- [DOCUMENT EXCERPT]
= Beginning of Section =

Though a plethora of news venues recently reported the findings of a John Moores University (Liverpool) study suggesting that dinosaurs’ flatulence and eructations (aka belches) were significant and measurable contributors to ancient global warming, I first ran across the story on the NY Daily News site.
From their article –
…A new study suggests that dinosaurs may have helped keep an already overheated world warmer with their flatulence and burps 200 million years ago.
The research published Monday in Current Biology suggests that large dinosaurs made a significant contribution to the greenhouse effect back then. Study author David Wilkinson of Liverpool John Moores University in England estimated that about 570 million tons of methane came from dinosaurs. That’s similar to total atmospheric levels of methane today produced by livestock, farming and industry. Cows alone now produce nearly 100 tons a year of methane.
The study looks at the biggest – and presumably gassiest – dinosaurs, called sauropods. These were the long-necked plant eaters that munched on the top of trees. They were large animals that had food fermenting in their guts for long periods of time because of their giant size, said University of Maryland paleontologist Thomas Holtz, who wasn’t part of the study.

= End of Section =

- [REQUIREMENT]
Retype the passage of the dinosaur methane article between "The research published" and "of the study.", inclusive. The records are drawn from a separate source and are unrelated to the dinosaur methane article.

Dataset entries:
= Beginning of Section =

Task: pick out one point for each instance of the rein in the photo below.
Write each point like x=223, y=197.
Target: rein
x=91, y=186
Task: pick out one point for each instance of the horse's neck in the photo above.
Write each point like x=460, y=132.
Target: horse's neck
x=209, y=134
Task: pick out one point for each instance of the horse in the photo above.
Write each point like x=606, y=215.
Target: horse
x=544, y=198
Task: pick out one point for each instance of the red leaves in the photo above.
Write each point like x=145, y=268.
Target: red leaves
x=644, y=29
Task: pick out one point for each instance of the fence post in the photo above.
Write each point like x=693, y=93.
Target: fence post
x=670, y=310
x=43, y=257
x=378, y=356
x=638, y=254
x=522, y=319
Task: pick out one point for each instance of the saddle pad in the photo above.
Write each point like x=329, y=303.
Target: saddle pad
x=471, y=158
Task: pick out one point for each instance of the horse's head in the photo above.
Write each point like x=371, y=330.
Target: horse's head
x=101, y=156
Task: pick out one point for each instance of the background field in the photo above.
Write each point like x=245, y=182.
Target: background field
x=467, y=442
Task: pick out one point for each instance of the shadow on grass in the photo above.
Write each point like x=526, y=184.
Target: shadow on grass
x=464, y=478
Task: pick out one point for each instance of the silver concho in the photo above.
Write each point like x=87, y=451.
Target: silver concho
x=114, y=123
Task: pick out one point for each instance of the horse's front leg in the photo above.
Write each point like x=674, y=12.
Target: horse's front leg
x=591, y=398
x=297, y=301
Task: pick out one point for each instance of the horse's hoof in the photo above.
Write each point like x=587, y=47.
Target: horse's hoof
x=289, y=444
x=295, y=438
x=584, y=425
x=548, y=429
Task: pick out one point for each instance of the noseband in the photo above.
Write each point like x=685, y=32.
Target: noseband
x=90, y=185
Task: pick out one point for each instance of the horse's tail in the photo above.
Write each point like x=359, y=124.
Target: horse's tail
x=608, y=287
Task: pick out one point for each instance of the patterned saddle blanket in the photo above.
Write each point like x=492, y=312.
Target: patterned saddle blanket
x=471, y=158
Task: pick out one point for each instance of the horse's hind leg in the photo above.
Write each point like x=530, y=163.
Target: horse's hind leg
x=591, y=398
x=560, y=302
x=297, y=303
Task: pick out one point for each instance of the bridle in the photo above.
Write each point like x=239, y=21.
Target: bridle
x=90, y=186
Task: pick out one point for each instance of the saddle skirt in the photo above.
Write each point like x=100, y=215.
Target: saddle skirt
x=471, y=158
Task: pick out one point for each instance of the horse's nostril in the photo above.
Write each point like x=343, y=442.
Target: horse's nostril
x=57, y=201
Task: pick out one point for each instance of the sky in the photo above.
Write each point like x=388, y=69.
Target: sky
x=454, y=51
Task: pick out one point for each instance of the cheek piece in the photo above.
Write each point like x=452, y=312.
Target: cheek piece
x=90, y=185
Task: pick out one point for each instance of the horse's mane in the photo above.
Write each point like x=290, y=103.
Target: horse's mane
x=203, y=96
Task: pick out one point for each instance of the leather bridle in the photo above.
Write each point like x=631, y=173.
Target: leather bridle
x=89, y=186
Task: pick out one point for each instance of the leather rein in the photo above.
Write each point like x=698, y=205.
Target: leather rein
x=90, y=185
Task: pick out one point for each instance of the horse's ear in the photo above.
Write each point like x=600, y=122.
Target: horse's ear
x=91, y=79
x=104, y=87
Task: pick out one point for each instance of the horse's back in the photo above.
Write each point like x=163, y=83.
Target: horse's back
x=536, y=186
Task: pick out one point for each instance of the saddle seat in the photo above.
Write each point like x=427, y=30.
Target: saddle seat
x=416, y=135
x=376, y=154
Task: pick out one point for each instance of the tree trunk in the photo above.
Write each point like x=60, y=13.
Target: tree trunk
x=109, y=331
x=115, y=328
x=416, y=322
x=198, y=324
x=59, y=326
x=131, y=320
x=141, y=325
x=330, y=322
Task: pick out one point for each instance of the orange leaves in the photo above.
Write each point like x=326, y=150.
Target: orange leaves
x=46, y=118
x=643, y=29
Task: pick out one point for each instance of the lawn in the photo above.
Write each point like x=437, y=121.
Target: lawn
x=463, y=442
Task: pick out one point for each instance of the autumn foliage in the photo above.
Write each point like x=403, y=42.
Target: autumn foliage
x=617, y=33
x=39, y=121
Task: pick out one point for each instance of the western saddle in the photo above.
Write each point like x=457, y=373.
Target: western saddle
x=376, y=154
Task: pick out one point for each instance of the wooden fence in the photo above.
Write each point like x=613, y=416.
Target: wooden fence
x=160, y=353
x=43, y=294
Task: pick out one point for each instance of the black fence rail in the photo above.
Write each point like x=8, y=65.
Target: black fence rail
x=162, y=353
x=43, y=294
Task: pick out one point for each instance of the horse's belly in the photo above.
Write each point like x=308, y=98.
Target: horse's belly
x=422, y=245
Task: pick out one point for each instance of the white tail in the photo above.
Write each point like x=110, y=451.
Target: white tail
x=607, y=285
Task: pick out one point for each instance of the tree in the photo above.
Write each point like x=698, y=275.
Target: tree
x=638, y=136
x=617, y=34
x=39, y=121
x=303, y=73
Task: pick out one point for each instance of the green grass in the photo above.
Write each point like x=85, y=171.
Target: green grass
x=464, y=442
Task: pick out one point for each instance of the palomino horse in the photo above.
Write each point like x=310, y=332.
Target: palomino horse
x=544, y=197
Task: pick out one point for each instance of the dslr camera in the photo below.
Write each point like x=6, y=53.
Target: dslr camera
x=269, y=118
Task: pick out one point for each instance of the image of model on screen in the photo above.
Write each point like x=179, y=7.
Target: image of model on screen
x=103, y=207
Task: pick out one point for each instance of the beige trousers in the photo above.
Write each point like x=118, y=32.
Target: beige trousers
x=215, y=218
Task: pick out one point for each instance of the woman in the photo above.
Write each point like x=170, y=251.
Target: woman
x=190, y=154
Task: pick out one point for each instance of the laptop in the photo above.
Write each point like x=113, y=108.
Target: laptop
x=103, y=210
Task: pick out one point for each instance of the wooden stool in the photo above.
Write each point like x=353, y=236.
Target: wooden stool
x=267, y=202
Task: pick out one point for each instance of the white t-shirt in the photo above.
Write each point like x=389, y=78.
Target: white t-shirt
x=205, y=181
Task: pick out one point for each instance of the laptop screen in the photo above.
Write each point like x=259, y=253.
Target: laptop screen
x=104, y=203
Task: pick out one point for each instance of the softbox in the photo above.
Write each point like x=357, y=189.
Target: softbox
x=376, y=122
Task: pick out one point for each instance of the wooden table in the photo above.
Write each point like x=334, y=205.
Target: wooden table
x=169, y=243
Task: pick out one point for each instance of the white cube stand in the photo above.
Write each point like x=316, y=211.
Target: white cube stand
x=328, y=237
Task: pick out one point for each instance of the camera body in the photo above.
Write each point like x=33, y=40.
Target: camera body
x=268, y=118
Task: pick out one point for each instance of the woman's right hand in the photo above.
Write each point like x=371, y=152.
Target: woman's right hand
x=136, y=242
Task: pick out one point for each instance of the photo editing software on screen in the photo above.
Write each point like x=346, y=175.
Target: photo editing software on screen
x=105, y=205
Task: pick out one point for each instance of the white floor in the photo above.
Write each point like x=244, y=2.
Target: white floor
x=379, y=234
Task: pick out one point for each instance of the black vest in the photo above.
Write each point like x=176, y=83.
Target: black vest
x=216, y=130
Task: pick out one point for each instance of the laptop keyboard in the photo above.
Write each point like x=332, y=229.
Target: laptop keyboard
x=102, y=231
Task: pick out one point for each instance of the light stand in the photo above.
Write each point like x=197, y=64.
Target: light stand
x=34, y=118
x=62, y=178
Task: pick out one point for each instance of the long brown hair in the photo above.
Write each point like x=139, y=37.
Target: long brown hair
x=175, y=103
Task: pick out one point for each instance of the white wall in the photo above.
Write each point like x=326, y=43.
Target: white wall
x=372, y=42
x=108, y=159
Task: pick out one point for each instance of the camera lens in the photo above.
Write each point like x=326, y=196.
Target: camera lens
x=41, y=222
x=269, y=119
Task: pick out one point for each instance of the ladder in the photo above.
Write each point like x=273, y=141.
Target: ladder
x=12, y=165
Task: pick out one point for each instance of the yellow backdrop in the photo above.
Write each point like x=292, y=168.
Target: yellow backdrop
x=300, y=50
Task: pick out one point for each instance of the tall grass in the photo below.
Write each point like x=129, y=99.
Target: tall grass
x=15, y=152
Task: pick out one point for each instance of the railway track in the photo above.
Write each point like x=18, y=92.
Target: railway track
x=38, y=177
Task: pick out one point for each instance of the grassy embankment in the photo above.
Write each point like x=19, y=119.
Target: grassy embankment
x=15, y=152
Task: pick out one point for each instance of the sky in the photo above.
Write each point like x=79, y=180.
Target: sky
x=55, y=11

= End of Section =

- [EXERCISE RESPONSE]
The research published Monday in Current Biology suggests that large dinosaurs made a significant contribution to the greenhouse effect back then. Study author David Wilkinson of Liverpool John Moores University in England estimated that about 570 million tons of methane came from dinosaurs. That’s similar to total atmospheric levels of methane today produced by livestock, farming and industry. Cows alone now produce nearly 100 tons a year of methane.
The study looks at the biggest – and presumably gassiest – dinosaurs, called sauropods. These were the long-necked plant eaters that munched on the top of trees. They were large animals that had food fermenting in their guts for long periods of time because of their giant size, said University of Maryland paleontologist Thomas Holtz, who wasn’t part of the study.